> [Assignment]: If a record below holds a picture, drop the picture and restate everything else word for word.

> [Listed records]:
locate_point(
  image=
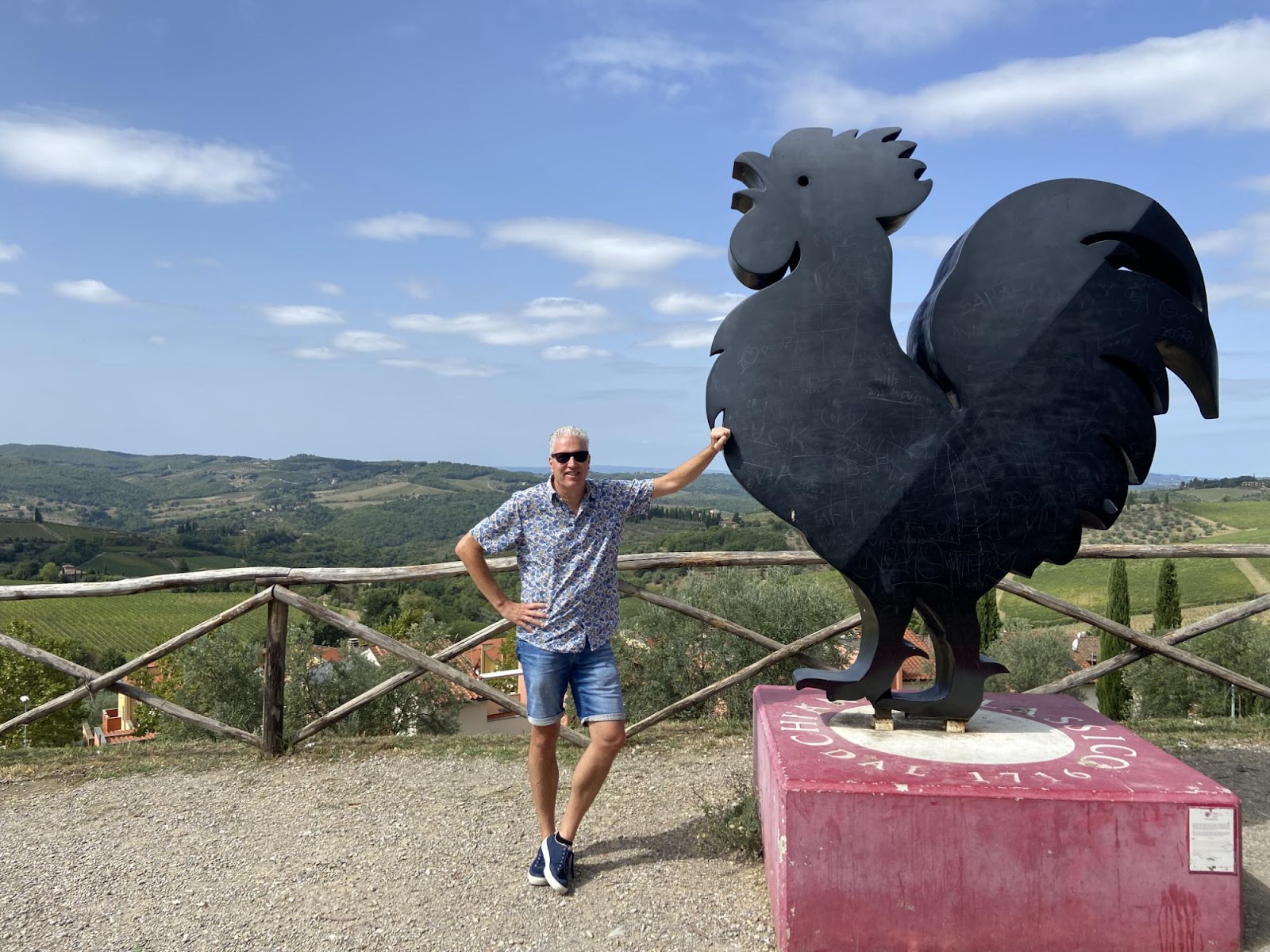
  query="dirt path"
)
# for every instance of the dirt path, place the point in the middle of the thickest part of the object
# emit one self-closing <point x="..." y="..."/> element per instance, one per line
<point x="1255" y="578"/>
<point x="400" y="850"/>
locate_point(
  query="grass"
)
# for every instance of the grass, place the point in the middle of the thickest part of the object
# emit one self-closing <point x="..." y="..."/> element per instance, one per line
<point x="129" y="624"/>
<point x="76" y="765"/>
<point x="1241" y="516"/>
<point x="1202" y="582"/>
<point x="127" y="564"/>
<point x="1175" y="733"/>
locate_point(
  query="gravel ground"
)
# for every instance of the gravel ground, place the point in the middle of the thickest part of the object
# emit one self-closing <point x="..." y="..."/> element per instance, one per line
<point x="389" y="852"/>
<point x="400" y="850"/>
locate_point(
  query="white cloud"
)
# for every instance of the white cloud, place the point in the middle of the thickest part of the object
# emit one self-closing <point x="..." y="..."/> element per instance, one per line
<point x="685" y="336"/>
<point x="89" y="291"/>
<point x="451" y="367"/>
<point x="686" y="304"/>
<point x="1249" y="294"/>
<point x="933" y="245"/>
<point x="300" y="315"/>
<point x="406" y="226"/>
<point x="573" y="352"/>
<point x="614" y="254"/>
<point x="895" y="29"/>
<point x="541" y="321"/>
<point x="417" y="289"/>
<point x="368" y="342"/>
<point x="70" y="152"/>
<point x="1249" y="240"/>
<point x="495" y="329"/>
<point x="1216" y="79"/>
<point x="563" y="308"/>
<point x="632" y="63"/>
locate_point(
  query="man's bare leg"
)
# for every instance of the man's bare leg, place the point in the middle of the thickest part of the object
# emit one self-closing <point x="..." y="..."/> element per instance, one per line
<point x="544" y="774"/>
<point x="606" y="739"/>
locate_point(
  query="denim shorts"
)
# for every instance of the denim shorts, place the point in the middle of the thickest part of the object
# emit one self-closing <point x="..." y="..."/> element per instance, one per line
<point x="591" y="674"/>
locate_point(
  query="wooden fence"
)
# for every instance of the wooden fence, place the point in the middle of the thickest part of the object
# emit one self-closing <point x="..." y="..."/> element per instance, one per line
<point x="276" y="596"/>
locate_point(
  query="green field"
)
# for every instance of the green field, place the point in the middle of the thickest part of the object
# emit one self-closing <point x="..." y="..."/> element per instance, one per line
<point x="13" y="530"/>
<point x="127" y="564"/>
<point x="206" y="562"/>
<point x="1200" y="582"/>
<point x="1240" y="516"/>
<point x="127" y="624"/>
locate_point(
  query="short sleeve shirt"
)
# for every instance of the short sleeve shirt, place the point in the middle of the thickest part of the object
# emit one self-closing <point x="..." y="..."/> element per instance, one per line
<point x="568" y="562"/>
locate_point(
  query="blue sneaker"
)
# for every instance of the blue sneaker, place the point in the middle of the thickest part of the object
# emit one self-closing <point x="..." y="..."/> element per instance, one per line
<point x="537" y="877"/>
<point x="559" y="863"/>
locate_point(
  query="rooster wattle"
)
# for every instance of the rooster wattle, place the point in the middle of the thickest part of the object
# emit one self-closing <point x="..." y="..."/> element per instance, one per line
<point x="1020" y="414"/>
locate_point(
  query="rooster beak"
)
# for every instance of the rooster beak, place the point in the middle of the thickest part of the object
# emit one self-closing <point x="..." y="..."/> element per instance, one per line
<point x="749" y="168"/>
<point x="745" y="200"/>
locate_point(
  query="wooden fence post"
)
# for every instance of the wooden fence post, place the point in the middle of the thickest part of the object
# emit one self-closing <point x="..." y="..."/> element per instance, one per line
<point x="275" y="678"/>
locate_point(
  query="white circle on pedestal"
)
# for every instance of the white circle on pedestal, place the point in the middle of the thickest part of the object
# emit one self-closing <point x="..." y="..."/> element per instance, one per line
<point x="991" y="738"/>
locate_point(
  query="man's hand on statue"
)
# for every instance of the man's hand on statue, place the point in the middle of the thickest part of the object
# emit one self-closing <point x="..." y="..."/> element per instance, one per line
<point x="525" y="615"/>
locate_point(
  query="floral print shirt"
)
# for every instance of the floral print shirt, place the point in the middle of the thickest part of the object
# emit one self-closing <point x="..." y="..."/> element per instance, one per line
<point x="568" y="562"/>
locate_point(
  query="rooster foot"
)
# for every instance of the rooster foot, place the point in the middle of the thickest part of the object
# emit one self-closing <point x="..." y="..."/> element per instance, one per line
<point x="868" y="677"/>
<point x="954" y="697"/>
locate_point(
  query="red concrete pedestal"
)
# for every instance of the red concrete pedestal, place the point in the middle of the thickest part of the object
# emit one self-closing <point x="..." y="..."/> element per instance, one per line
<point x="1045" y="828"/>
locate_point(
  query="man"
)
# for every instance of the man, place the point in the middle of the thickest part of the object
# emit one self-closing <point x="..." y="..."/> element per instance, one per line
<point x="567" y="532"/>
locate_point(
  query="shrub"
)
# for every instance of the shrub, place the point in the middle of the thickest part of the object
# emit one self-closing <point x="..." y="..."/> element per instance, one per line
<point x="664" y="655"/>
<point x="1165" y="689"/>
<point x="1034" y="658"/>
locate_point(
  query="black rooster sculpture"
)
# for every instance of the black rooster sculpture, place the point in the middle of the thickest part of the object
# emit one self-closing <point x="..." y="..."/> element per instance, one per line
<point x="1020" y="414"/>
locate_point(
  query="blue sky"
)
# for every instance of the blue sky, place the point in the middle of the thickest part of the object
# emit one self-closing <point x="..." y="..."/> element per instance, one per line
<point x="436" y="232"/>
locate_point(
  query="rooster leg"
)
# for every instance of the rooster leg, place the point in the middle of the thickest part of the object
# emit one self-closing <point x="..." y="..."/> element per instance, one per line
<point x="883" y="651"/>
<point x="960" y="670"/>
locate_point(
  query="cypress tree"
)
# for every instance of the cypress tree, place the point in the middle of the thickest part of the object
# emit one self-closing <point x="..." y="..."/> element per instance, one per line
<point x="990" y="620"/>
<point x="1113" y="692"/>
<point x="1168" y="601"/>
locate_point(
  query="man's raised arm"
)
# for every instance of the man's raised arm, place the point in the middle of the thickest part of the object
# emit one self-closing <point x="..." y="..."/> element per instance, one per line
<point x="685" y="473"/>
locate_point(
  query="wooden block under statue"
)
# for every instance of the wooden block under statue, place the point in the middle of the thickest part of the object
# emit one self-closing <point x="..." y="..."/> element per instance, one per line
<point x="1045" y="827"/>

> [Solved exercise]:
locate_point(
  image=
  query="dirt path"
)
# for every instance of the dirt path, place the point in the middle of the thickest part of the object
# emit one self-closing <point x="..." y="..."/> element per instance, one per line
<point x="1255" y="578"/>
<point x="400" y="850"/>
locate_point(
  query="grass"
)
# for every instance of the grass, place the point in the middle of the thickest part of the object
# emit one self-closing <point x="..." y="..."/> element per instance, one per line
<point x="129" y="624"/>
<point x="76" y="765"/>
<point x="1241" y="516"/>
<point x="1202" y="582"/>
<point x="127" y="564"/>
<point x="1175" y="733"/>
locate_point(
  query="gravel ground"
)
# for every instance of the gravel ground, place the point in the middle of the thickest part of the object
# emit one self-closing <point x="..." y="..."/> element per instance, one per line
<point x="389" y="852"/>
<point x="400" y="850"/>
locate_point(
  query="white cloud"
)
# for every instance of the white cloud, place the point in the middle of the thickest part of the object
# emit one self-closing <point x="..." y="..."/> element per instance, one per line
<point x="685" y="336"/>
<point x="89" y="291"/>
<point x="451" y="367"/>
<point x="686" y="304"/>
<point x="1249" y="294"/>
<point x="933" y="245"/>
<point x="300" y="315"/>
<point x="406" y="226"/>
<point x="573" y="352"/>
<point x="614" y="254"/>
<point x="895" y="29"/>
<point x="541" y="321"/>
<point x="417" y="289"/>
<point x="368" y="342"/>
<point x="70" y="152"/>
<point x="1249" y="240"/>
<point x="495" y="329"/>
<point x="1216" y="79"/>
<point x="563" y="308"/>
<point x="632" y="63"/>
locate_point(
  query="man's bare leg"
)
# for every instance of the man's bare leg, place the point in the middle of the thickest part of the object
# emit one self-closing <point x="..." y="..."/> element per instance, one per line
<point x="544" y="774"/>
<point x="606" y="739"/>
locate_point(
  query="denim shorts"
)
# for every instance of the denim shorts, place the point in the middle of the thickest part of the object
# emit one self-closing <point x="..." y="..."/> element per instance, one per line
<point x="591" y="674"/>
locate_point(
  query="wooden fence"
)
# for every instance of the wooden fence, place the point in the middle of the thickest part of the object
# emit one self-closing <point x="..." y="..."/> element per instance, one per line
<point x="276" y="596"/>
locate_point(
  query="green field"
)
# for every instance of the green field, place the point in the middle of the thickest part of the object
# emit one self-closing <point x="..." y="..."/> element per instance, one per line
<point x="13" y="530"/>
<point x="127" y="564"/>
<point x="206" y="562"/>
<point x="1200" y="582"/>
<point x="1240" y="516"/>
<point x="127" y="624"/>
locate_point(
  query="short sleeve shirt"
)
# for every instance of the short sleeve shirt, place the point in the middle of the thickest part of the object
# emit one self-closing <point x="..." y="..."/> element per instance, one per line
<point x="568" y="562"/>
locate_point(
  query="blue sneaker"
)
# for every instance of the blue sneaker, place the point in the middle of the thickest part of the object
# emit one self-closing <point x="..." y="..."/> element per instance, one per line
<point x="537" y="877"/>
<point x="559" y="863"/>
locate_point(
  query="rooster wattle"
)
# for every instance of the rooster wattle, place the point in the middle of the thickest part of the object
# emit one self-closing <point x="..." y="..."/> element per instance, one per line
<point x="1020" y="414"/>
locate_point(
  query="rooster beak"
)
# for every instance of the rooster beak, place the point in the middle of the thickest part of the object
# emit one self-closing <point x="..." y="..."/> element per instance, one per line
<point x="749" y="168"/>
<point x="745" y="200"/>
locate_point(
  query="wooden fence post"
)
# for every instance of the wooden fence post, place the point in the middle of the thickest part of the object
# emit one self-closing <point x="..." y="..."/> element per instance, one per line
<point x="275" y="678"/>
locate_point(
  query="white circle on pedestal"
)
# for every instance of the white circle on pedestal, place the point in the middle of the thickest part of the object
# emit one self-closing <point x="..." y="..."/> element per instance, one per line
<point x="991" y="738"/>
locate_point(
  query="man's hand on statue"
)
# for every instance of the man's hand on statue, place the point in the middle of the thickest part of the object
# emit one self-closing <point x="..." y="..."/> element per instance, one per line
<point x="525" y="615"/>
locate_point(
  query="floral print shirt"
)
# for every instance of the floral print shirt, place the point in the middle of the thickest part of the object
# emit one self-closing <point x="..." y="..."/> element per instance, one per line
<point x="568" y="562"/>
locate_point(
  query="rooster foot"
)
# for every instance of the rooster foot, place the point in the middle of the thickest part of the object
# emit one self-closing <point x="..." y="..."/> element per instance, one per line
<point x="868" y="677"/>
<point x="954" y="697"/>
locate_point(
  query="red concrete pedestal"
)
# for every instance of the red concrete pedestal, place the point in the middle of the thickest part of the object
# emit one self-closing <point x="..." y="..."/> element per instance, one per line
<point x="1045" y="828"/>
locate_point(
  query="man"
)
# for every instance of the man, place the point in the middle of the thickest part of the object
# emit one self-closing <point x="..." y="..."/> element per instance, one per line
<point x="567" y="532"/>
locate_point(
  query="shrub"
)
# for every instance of the shrub, place the point in the middle of the thickest part of the object
# emit one self-closing <point x="..." y="..."/> element per instance, one per line
<point x="664" y="655"/>
<point x="1165" y="689"/>
<point x="1034" y="658"/>
locate_point(
  query="black rooster sculpture"
)
# for every instance of the black rooster sculpture, place the point in the middle of the thickest part of the object
# emit one self-closing <point x="..." y="..."/> element per instance, one per line
<point x="1020" y="414"/>
locate_point(
  query="blue sky"
)
# for every instance of the blue sky, place the point in the middle of the thickest part of the object
# emit one self-closing <point x="..." y="..."/> element per instance, one per line
<point x="436" y="232"/>
locate_point(
  query="rooster leg"
)
# for every instance of the rooster leg, place the point in the middle of the thickest part of the object
# emit one self-closing <point x="..." y="..."/> element per instance, one per line
<point x="883" y="651"/>
<point x="960" y="670"/>
locate_point(
  query="cypress tree"
)
# for every instance of the cypress tree, place the point in the middle of the thickest part of the object
# emit one self-closing <point x="..." y="..."/> element per instance, one per line
<point x="990" y="620"/>
<point x="1113" y="692"/>
<point x="1168" y="601"/>
locate_point(
  query="man's raised arm"
)
# for every instance of the man's raised arm, place the point in the middle of the thickest part of the object
# emit one self-closing <point x="..." y="..."/> element per instance, one per line
<point x="685" y="473"/>
locate_point(
  query="wooden block under statue"
)
# for every instance of the wooden block under statue, place the point in the middle of the thickest part of the object
# emit one self-closing <point x="..." y="..."/> element per instance, one per line
<point x="1045" y="827"/>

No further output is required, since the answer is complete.